**THE EXERCISE**
Which lines below contain the string "white"? Pull out each of them in full, treating uppercase and lowercase as different.

**MATERIAL SUPPLIED**
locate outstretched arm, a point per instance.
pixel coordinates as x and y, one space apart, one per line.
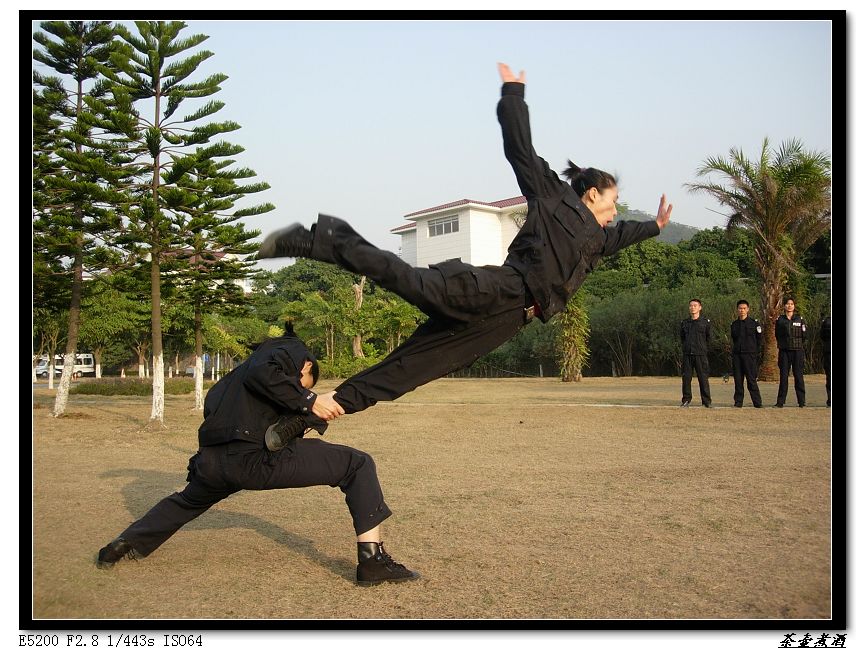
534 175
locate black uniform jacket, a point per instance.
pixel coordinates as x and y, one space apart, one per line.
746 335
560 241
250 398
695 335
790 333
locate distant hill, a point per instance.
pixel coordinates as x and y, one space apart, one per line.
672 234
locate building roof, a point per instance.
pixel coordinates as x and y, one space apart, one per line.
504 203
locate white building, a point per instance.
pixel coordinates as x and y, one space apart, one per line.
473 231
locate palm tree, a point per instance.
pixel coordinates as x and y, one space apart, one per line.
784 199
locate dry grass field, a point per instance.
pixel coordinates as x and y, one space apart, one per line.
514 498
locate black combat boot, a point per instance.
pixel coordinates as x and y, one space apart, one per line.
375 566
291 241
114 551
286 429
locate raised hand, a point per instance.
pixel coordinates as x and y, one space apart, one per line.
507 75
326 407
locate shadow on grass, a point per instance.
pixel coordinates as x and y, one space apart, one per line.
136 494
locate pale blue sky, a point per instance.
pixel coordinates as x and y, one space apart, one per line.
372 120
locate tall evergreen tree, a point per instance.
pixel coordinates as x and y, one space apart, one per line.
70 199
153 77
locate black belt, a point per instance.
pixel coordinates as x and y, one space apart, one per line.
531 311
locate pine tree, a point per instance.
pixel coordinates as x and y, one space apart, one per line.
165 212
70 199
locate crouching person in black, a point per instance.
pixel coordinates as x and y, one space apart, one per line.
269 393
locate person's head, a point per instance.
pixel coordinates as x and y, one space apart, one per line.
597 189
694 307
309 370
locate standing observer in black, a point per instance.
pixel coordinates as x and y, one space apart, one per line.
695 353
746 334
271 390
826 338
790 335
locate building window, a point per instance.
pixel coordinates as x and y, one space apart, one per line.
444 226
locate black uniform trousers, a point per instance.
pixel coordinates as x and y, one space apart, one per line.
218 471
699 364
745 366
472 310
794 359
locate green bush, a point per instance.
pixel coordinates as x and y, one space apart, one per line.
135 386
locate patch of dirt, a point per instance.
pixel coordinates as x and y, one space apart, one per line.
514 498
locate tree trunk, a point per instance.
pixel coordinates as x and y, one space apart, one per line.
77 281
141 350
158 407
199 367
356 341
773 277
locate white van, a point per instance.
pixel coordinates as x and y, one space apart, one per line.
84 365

==

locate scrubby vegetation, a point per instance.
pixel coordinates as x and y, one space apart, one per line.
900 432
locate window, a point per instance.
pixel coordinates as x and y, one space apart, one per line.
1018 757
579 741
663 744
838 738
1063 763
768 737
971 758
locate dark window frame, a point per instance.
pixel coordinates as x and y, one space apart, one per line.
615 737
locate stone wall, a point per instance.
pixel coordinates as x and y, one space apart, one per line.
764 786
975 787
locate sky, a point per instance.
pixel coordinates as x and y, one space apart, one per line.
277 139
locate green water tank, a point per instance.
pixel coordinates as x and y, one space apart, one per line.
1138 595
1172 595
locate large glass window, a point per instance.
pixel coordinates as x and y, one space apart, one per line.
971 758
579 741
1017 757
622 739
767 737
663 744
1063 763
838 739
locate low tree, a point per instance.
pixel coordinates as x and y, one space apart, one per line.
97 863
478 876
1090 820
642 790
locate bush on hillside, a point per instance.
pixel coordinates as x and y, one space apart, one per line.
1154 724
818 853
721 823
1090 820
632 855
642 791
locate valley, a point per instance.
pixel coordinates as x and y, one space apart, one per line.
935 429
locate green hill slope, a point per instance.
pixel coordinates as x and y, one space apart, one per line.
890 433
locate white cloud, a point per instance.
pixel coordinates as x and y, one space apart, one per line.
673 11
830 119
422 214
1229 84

**EXERCISE RESULT**
locate white building, a point per instance.
locate white van, a point per instance.
locate white cloud, a point per instance.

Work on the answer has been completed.